▶ _DIRECTIVE_: Please print the data shown below without any alteration.

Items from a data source
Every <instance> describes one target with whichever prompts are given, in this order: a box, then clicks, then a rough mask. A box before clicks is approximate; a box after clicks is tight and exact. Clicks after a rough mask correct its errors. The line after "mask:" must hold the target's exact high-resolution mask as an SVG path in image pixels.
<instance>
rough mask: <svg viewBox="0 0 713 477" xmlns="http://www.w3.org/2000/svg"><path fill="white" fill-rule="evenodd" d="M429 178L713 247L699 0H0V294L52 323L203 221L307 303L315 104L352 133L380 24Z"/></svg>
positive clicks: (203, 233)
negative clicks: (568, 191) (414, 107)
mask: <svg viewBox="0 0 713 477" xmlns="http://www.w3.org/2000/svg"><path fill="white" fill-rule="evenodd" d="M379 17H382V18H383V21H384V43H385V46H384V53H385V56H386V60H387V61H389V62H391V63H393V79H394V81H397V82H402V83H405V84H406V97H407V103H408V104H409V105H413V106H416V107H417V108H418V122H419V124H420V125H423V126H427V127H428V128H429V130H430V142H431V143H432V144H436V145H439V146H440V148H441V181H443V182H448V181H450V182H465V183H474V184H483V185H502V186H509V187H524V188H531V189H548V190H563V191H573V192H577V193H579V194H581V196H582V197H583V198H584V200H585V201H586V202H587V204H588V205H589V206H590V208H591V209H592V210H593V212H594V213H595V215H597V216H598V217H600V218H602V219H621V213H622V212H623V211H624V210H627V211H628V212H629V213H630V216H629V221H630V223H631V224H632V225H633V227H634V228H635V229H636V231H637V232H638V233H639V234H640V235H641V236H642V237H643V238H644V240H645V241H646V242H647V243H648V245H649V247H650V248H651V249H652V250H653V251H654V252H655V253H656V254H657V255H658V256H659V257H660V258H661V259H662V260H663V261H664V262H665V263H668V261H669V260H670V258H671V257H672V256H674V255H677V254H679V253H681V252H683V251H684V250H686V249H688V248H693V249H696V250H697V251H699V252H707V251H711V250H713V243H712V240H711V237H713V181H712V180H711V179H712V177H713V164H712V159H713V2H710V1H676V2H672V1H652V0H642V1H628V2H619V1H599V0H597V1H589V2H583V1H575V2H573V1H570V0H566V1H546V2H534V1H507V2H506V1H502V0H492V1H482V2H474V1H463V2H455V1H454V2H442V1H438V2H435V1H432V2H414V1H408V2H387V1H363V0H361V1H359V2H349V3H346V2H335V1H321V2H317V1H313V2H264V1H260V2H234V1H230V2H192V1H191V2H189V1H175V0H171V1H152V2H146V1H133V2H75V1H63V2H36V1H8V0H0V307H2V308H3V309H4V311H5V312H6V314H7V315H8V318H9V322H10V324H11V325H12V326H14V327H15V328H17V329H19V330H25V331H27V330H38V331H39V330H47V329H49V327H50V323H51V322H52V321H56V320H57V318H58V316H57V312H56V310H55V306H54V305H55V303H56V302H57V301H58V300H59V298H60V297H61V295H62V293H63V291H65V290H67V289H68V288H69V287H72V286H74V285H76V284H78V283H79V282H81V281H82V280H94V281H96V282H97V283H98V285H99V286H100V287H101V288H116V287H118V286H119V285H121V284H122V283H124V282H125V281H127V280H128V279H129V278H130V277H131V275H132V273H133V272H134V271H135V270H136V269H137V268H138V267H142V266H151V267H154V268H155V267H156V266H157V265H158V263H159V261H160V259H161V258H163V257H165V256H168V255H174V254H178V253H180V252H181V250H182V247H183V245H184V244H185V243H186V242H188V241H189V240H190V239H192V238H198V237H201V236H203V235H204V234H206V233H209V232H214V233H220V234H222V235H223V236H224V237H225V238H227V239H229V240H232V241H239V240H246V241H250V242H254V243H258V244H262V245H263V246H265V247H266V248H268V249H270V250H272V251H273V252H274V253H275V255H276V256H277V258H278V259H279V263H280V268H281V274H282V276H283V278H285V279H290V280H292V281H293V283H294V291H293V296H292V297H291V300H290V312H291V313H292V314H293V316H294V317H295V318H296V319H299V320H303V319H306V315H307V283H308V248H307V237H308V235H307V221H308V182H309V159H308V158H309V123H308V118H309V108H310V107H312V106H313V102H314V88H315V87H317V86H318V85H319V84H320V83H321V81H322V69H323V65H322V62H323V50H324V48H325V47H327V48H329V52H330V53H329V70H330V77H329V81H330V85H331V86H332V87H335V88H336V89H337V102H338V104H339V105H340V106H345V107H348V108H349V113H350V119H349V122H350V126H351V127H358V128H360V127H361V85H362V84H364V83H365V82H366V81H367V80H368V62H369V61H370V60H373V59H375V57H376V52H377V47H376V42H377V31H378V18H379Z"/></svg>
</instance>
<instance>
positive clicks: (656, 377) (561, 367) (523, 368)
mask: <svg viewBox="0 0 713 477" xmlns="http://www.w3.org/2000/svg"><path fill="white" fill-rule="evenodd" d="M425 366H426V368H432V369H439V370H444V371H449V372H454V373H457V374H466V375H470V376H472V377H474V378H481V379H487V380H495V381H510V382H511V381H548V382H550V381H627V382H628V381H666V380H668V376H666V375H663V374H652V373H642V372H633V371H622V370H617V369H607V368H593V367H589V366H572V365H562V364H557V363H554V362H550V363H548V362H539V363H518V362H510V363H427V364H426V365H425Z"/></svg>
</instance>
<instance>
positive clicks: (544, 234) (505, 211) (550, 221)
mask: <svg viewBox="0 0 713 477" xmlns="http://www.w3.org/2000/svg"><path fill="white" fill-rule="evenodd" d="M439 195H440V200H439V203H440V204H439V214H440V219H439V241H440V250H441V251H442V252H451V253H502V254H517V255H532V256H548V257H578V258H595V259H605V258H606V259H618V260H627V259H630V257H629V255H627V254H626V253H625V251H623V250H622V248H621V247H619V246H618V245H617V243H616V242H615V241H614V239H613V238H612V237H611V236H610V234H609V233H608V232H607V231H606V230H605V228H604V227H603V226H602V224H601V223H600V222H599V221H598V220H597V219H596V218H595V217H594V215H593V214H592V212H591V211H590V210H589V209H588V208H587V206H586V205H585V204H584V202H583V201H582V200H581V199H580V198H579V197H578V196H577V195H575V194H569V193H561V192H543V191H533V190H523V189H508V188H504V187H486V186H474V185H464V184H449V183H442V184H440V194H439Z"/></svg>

▶ _ANSWER_:
Every <instance> describes one target with whichever prompts are given, in this order: a box, then clicks, then a rough mask. A box before clicks is approximate; a box after clicks is tight and exact. Clicks after a rough mask correct its errors. The line after "mask:" must hold the target's exact high-resolution mask as an SVG path in image pixels.
<instance>
rough mask: <svg viewBox="0 0 713 477" xmlns="http://www.w3.org/2000/svg"><path fill="white" fill-rule="evenodd" d="M429 178L713 247L699 0H0V294L52 323L203 221L307 303L315 104L352 133L380 24Z"/></svg>
positive clicks: (203, 233)
negative clicks: (568, 191) (414, 107)
mask: <svg viewBox="0 0 713 477" xmlns="http://www.w3.org/2000/svg"><path fill="white" fill-rule="evenodd" d="M379 17H382V18H383V21H384V43H385V46H384V53H385V56H386V60H387V61H389V62H391V63H393V79H394V81H397V82H402V83H405V84H406V97H407V103H408V104H409V105H413V106H416V107H417V108H418V122H419V124H420V125H423V126H427V127H428V128H429V130H430V142H431V143H432V144H436V145H439V146H440V148H441V181H443V182H448V181H450V182H465V183H474V184H483V185H502V186H509V187H524V188H531V189H548V190H563V191H573V192H577V193H579V194H581V196H582V197H583V198H584V200H585V201H586V202H587V204H588V205H589V206H590V208H591V209H592V210H593V212H594V213H595V215H597V216H598V217H600V218H602V219H621V213H622V212H623V211H624V210H627V211H628V212H629V213H630V216H629V221H630V223H631V224H632V225H633V227H634V228H635V229H636V231H637V232H638V233H639V234H640V235H641V236H642V237H643V238H644V240H645V241H646V242H647V243H648V245H649V247H650V248H651V249H652V250H653V251H654V252H655V253H656V254H657V255H658V256H659V257H660V258H661V259H662V260H663V261H664V262H665V263H668V261H669V260H670V258H671V257H672V256H674V255H677V254H679V253H681V252H683V251H684V250H686V249H688V248H693V249H696V250H697V251H699V252H707V251H711V250H713V243H712V240H711V237H713V181H712V180H711V179H712V177H713V164H712V159H713V2H710V1H676V2H672V1H652V0H642V1H628V2H619V1H599V0H597V1H589V2H583V1H575V2H573V1H570V0H566V1H546V2H534V1H507V2H506V1H502V0H492V1H482V2H474V1H463V2H455V1H454V2H442V1H438V2H435V1H432V2H414V1H408V2H387V1H363V0H361V1H359V2H349V3H346V2H335V1H321V2H317V1H313V2H264V1H260V2H234V1H230V2H192V1H191V2H189V1H175V0H171V1H152V2H146V1H133V2H75V1H63V2H36V1H8V0H0V307H2V308H3V309H4V311H5V312H6V314H7V315H8V318H9V322H10V324H11V325H12V326H14V327H15V328H17V329H19V330H25V331H27V330H38V331H39V330H47V329H49V327H50V323H51V322H52V321H56V320H57V318H58V316H57V312H56V310H55V306H54V305H55V303H56V302H57V301H58V300H59V298H60V297H61V295H62V293H63V291H65V290H67V289H68V288H69V287H72V286H74V285H76V284H78V283H79V282H81V281H82V280H94V281H96V282H97V283H98V285H99V286H100V287H101V288H116V287H118V286H119V285H121V284H122V283H124V282H125V281H127V280H128V279H129V278H130V277H131V275H132V273H133V272H134V271H135V270H136V269H137V268H138V267H142V266H151V267H154V268H155V267H156V266H157V265H158V263H159V261H160V259H161V258H163V257H165V256H168V255H174V254H178V253H180V252H181V250H182V247H183V245H184V244H185V243H186V242H188V241H189V240H190V239H192V238H198V237H201V236H203V235H204V234H206V233H209V232H214V233H220V234H222V235H223V236H224V237H225V238H227V239H229V240H232V241H239V240H246V241H250V242H254V243H258V244H262V245H263V246H265V247H266V248H268V249H270V250H272V251H273V252H274V253H275V255H276V256H277V258H278V259H279V263H280V268H281V274H282V276H283V278H285V279H290V280H292V281H293V283H294V291H293V296H292V297H291V300H290V312H291V313H292V314H293V316H294V317H295V318H296V319H299V320H303V319H306V315H307V283H308V248H307V237H308V235H307V221H308V182H309V159H308V158H309V123H308V118H309V108H310V107H312V106H313V102H314V88H315V87H317V86H318V85H319V84H320V83H321V81H322V69H323V65H322V62H323V50H324V48H325V47H327V48H329V52H330V53H329V70H330V77H329V81H330V85H331V86H332V87H335V88H336V89H337V102H338V104H339V105H340V106H345V107H348V108H349V113H350V119H349V122H350V126H351V127H358V128H360V127H361V85H362V84H364V83H365V82H366V81H367V80H368V62H369V61H370V60H373V59H375V57H376V52H377V47H376V42H377V31H378V18H379Z"/></svg>
</instance>
<instance>
positive clicks: (656, 377) (561, 367) (523, 368)
mask: <svg viewBox="0 0 713 477" xmlns="http://www.w3.org/2000/svg"><path fill="white" fill-rule="evenodd" d="M425 366H426V368H432V369H439V370H444V371H449V372H454V373H457V374H466V375H470V376H472V377H474V378H481V379H487V380H495V381H510V382H511V381H548V382H550V381H627V382H628V381H666V380H668V376H666V375H663V374H652V373H642V372H633V371H622V370H617V369H607V368H593V367H589V366H572V365H562V364H557V363H554V362H550V363H548V362H539V363H518V362H510V363H427V364H426V365H425Z"/></svg>
</instance>
<instance>
positive clicks: (544, 234) (505, 211) (550, 221)
mask: <svg viewBox="0 0 713 477" xmlns="http://www.w3.org/2000/svg"><path fill="white" fill-rule="evenodd" d="M439 195H440V200H439V203H440V204H439V214H440V219H439V241H440V250H441V251H442V252H451V253H502V254H517V255H532V256H548V257H578V258H595V259H605V258H606V259H618V260H627V259H630V257H629V255H627V254H626V253H625V251H623V250H622V248H621V247H619V246H618V245H617V243H616V242H615V241H614V239H613V238H612V237H611V236H610V234H609V233H608V232H607V231H606V230H605V228H604V227H603V226H602V224H601V223H600V222H599V221H598V220H597V219H596V218H595V217H594V215H593V214H592V212H591V211H590V210H589V209H588V208H587V206H586V205H585V204H584V202H583V201H582V200H581V199H580V198H579V197H578V196H577V195H575V194H569V193H561V192H543V191H533V190H523V189H508V188H504V187H486V186H474V185H464V184H449V183H442V184H440V194H439Z"/></svg>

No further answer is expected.